— Given problem a —
Format the rows as a numbered list, starting at the first row and stopping after the line that contains "[[0, 170], [0, 196], [294, 196], [294, 171], [141, 173]]". Omit blank lines.

— Supplied text —
[Start]

Examples of the image analysis techniques and the sender's
intention analysis methodologies are described in more detail
below. Existing email security platforms that exemplifies various
operational characteristics of the email security system 220
according to an embodiment of the present invention include the
FortiMail.TM. family of high-performance, multi-layered email
security platforms, including the FortiMail-100 platform, the
FortiMail-400 platform, the FortiMail-2000 platform and the
FortiMail-4000A platform all of which are available from Fortinet,
Inc. of Sunnyvale, Calif.
[0057] FIG. 3 is a block diagram conceptually illustrating
interaction among various functional units of an email security
system 320 with a client workstation 360 and an email server 330 in
accordance with an embodiment of the present invention.

[End]

— Given problem b —
Answer these questions about the email security passage:
(i) Which company offers the FortiMail platforms, and where is it located?
(ii) What does FIG. 3 conceptually illustrate?
(iii) What reference number does the email server have in FIG. 3?

(Segmentation labeling entries)

[Start]

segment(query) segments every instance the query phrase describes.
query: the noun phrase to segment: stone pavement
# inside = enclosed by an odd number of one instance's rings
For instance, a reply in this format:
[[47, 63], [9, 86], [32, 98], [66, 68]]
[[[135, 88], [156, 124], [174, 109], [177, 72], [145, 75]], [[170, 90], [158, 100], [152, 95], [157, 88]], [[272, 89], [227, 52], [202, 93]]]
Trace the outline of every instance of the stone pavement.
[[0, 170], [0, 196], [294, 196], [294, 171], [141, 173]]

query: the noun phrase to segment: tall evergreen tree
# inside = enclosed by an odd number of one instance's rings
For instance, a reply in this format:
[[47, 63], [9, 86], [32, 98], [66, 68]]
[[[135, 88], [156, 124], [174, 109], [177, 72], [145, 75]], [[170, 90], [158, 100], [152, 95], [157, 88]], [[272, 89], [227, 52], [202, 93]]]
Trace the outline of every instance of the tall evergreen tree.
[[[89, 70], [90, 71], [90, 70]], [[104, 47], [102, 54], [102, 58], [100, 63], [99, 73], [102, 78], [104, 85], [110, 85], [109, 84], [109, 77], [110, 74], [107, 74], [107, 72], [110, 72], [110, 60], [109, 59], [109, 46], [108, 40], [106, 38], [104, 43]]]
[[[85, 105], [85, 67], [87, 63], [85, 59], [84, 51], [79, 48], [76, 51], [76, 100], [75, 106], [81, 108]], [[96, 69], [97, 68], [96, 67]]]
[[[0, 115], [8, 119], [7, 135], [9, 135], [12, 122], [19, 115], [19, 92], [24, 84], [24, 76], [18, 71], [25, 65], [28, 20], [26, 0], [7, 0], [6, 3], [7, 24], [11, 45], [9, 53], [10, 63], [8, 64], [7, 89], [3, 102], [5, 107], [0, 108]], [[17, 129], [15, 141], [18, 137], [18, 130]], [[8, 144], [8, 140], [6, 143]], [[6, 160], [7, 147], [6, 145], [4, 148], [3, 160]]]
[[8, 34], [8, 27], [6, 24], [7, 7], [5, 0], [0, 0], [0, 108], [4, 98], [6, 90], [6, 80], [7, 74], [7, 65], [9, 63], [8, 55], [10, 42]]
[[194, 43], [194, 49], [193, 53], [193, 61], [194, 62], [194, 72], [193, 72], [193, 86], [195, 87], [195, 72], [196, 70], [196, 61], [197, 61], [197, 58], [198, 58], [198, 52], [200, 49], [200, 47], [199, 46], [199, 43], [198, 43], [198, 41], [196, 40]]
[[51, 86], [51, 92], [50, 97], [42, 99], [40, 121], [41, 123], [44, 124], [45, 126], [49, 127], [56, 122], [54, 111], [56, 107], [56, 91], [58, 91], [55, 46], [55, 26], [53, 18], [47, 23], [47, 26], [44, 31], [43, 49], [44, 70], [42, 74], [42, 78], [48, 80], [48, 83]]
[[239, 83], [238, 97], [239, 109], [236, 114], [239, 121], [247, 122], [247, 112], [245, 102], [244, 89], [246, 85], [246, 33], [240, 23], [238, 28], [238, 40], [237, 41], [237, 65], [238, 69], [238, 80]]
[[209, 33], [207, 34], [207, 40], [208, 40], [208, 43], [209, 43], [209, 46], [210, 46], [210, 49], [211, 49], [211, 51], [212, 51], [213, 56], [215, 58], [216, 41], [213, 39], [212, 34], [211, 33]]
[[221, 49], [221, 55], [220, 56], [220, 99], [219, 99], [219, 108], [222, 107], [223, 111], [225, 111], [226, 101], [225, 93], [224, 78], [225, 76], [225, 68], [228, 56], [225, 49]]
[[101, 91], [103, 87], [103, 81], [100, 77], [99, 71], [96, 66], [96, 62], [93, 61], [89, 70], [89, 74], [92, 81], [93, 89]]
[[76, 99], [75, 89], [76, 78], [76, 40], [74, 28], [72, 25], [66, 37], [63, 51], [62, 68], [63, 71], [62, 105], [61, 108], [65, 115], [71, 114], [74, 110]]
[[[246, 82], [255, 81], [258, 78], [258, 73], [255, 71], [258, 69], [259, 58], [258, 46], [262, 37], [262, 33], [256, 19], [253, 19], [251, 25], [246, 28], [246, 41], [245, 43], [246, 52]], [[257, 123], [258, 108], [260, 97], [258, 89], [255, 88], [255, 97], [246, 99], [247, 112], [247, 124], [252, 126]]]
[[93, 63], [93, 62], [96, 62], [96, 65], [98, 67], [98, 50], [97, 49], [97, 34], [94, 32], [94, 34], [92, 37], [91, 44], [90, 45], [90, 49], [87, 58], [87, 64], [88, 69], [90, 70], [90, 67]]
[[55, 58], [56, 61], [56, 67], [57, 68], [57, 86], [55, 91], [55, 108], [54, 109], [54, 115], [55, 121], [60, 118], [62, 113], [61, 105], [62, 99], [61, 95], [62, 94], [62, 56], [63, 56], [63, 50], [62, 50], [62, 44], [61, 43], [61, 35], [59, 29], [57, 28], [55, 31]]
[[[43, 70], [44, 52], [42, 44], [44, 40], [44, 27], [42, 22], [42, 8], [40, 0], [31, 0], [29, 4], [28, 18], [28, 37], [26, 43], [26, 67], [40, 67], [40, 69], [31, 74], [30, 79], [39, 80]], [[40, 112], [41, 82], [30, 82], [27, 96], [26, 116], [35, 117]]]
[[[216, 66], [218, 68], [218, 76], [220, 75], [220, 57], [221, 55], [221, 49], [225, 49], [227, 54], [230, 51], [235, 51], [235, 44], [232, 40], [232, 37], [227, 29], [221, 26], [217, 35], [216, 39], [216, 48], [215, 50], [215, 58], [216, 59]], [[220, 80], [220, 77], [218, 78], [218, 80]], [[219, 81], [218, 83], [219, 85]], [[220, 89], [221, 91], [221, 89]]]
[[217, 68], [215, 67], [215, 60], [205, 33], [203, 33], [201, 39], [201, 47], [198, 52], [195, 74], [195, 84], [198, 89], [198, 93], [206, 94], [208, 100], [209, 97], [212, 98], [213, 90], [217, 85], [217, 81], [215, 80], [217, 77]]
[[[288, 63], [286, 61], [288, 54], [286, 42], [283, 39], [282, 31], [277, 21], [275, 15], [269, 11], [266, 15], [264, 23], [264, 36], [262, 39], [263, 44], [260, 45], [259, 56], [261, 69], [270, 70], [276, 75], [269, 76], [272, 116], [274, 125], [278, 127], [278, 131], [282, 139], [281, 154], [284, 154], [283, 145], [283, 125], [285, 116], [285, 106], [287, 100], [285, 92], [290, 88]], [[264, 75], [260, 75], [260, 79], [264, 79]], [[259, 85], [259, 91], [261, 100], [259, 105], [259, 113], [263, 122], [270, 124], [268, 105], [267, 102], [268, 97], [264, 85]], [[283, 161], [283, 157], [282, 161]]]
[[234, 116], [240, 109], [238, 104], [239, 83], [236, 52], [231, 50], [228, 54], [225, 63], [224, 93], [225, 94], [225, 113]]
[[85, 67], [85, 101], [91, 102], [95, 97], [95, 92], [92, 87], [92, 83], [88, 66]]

[End]

— Problem solution a —
1. segment(query) segments every instance the query phrase describes.
2. query: the noun phrase to segment: stone pavement
3. # inside = enclosed by an odd number of one instance's rings
4. For instance, a reply in this format:
5. [[47, 63], [9, 86], [32, 98], [66, 68]]
6. [[[135, 88], [156, 124], [174, 109], [177, 72], [145, 75]], [[170, 90], [158, 100], [152, 95], [157, 88]], [[272, 89], [227, 52], [202, 93]]]
7. Trace the outline of every instance of the stone pavement.
8. [[0, 170], [0, 196], [294, 196], [294, 171], [141, 173]]

— Problem solution b —
(i) Fortinet, Inc. of Sunnyvale, Calif.
(ii) The interaction among various functional units of an email security system 320 with a client workstation 360 and an email server 330.
(iii) 330